Text block: Begin
There have been a number of new changes and aged care reforms recently. The latest was over the weekend, when it was announced that re-accreditation visits would, from now on, go unannounced.
But one that many carers and families are continuously pushing for is the mandated staffing ratios of aged care staff.
With one aged care staffed shared so thinly across a large number of residents, means that the staff member is rushed to work and each resident do not get the adequate care they need.
On average, aged care residents are receiving 2 hours 50 minutes of care per day from nurses and carers, well below the 4 hours 18 minutes they should be getting.
“When my husband went into aged care it was an absolute shock, I was quite horrified by what I saw. I saw a degree of neglect. The lack of staff amounts to abuse,” says Margaret, a widow whose husband was in a nursing home.
“There’s not enough staff and it’s extremely stressful. Things are so much worse than people realise,” says Cherise, a registered aged care nurse, who also had her Grandmother in a nursing home.
“I feel like sometimes I am on a production line, you don’t get enough time to properly care for residents,” says Julie, an AIN working in aged care.
Those involved in the aged care system describe how, in the absence of mandated ratios, dangerously low-levels of nurse and carer staffing continue to put the lives of the elderly at risk.
The Australian Nursing and Midwifery Federation (ANMF) finds that this is a serious issue that needs to be dealt with immediately.
ANMF is, therefore, sending a message to all federal politicians with a new public awareness campaign calling for staff ratios in aged care to be legislated as a matter of urgency – to protect vulnerable, older nursing home residents who are the victims of Australia’s crisis in aged care.
Text block: End
Exercise data: Begin
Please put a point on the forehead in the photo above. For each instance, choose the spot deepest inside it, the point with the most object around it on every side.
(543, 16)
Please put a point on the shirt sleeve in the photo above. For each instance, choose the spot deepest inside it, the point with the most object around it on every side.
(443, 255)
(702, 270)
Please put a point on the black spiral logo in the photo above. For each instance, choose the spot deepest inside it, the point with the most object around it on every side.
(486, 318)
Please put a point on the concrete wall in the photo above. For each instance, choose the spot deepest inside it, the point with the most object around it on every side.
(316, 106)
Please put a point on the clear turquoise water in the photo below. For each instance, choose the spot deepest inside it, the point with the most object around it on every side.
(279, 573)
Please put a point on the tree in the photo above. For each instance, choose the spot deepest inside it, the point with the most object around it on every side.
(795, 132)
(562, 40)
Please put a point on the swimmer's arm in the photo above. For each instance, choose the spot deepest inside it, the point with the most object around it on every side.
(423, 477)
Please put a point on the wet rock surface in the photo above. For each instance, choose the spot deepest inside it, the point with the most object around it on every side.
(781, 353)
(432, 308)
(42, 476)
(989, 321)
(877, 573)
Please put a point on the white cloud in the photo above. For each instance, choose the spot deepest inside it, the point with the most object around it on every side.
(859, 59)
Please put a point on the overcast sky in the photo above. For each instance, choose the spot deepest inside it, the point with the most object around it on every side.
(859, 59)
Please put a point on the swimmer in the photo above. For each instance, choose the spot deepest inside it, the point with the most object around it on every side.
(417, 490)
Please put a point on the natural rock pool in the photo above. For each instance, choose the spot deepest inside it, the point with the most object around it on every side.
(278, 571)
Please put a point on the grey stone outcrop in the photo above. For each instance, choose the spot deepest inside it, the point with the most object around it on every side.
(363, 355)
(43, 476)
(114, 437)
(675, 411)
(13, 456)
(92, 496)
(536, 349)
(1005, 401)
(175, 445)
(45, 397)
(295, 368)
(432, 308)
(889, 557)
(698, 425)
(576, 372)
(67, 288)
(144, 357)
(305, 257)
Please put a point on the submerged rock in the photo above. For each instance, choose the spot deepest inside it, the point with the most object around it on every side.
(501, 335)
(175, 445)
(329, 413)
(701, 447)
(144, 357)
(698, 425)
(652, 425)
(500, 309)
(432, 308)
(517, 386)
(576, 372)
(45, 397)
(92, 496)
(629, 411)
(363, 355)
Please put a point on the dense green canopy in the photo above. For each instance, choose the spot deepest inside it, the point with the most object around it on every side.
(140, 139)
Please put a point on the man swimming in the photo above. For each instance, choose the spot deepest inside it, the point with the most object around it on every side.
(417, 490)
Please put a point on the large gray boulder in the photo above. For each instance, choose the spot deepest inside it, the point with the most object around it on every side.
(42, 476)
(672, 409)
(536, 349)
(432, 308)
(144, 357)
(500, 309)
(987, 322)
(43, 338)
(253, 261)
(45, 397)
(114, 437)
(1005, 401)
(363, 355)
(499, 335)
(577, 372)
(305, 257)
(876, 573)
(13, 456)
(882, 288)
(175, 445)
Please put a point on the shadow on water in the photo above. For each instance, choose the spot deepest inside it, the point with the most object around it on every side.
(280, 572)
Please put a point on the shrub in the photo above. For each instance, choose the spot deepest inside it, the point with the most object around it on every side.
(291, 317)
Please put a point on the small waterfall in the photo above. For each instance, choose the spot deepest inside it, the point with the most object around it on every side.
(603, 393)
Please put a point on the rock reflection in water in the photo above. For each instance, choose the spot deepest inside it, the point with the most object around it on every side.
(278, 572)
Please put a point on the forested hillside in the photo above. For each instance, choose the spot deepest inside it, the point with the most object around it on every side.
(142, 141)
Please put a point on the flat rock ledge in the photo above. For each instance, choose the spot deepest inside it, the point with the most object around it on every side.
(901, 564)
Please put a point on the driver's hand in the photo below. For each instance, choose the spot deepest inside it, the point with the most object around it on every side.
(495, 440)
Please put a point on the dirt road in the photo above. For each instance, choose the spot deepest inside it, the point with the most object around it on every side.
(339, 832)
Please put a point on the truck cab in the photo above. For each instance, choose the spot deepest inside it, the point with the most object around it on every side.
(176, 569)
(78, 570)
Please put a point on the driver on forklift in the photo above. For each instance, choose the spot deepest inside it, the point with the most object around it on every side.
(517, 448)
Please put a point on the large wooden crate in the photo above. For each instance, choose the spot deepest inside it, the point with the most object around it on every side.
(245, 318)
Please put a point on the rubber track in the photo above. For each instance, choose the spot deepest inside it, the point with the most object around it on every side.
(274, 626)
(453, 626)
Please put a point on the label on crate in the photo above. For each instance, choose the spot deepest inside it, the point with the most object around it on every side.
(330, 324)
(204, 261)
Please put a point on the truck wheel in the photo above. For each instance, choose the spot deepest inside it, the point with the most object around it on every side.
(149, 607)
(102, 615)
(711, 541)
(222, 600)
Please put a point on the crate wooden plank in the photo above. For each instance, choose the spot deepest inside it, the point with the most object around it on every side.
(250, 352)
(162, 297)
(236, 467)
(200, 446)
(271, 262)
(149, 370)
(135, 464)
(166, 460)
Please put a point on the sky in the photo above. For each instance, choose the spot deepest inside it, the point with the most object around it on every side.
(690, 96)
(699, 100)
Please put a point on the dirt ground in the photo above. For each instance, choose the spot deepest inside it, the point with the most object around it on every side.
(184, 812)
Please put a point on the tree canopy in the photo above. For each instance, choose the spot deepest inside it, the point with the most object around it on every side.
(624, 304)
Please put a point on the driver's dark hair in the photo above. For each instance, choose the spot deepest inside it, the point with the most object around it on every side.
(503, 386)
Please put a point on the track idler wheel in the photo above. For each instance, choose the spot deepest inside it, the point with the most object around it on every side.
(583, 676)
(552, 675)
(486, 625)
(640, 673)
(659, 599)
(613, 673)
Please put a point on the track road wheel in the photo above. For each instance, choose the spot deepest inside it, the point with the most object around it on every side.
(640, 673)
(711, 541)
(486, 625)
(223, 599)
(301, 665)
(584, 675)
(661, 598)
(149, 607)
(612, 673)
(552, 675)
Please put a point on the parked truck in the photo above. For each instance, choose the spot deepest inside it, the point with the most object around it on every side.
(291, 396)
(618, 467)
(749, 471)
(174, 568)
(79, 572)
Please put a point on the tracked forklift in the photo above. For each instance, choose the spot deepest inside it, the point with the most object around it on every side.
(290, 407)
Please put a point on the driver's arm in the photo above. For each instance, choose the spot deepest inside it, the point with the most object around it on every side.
Exercise data: End
**Problem set:**
**1)** Answer these questions from the aged care article:
(a) On average, how much care per day do aged care residents receive from nurses and carers?
(b) What does Julie say she sometimes feels like she is on?
(c) Which organization is running the new public awareness campaign aimed at federal politicians?
**2)** Write out everything in the aged care article from "On average, aged" down to "was in a nursing home.", updated so that "widow" reads "wife".
The rows stand apart from the aged care article and are separate material.

**Solved tasks:**
**1)**
(a) 2 hours 50 minutes
(b) A production line
(c) The Australian Nursing and Midwifery Federation (ANMF)

**2)**
On average, aged care residents are receiving 2 hours 50 minutes of care per day from nurses and carers, well below the 4 hours 18 minutes they should be getting.
“When my husband went into aged care it was an absolute shock, I was quite horrified by what I saw. I saw a degree of neglect. The lack of staff amounts to abuse,” says Margaret, a wife whose husband was in a nursing home.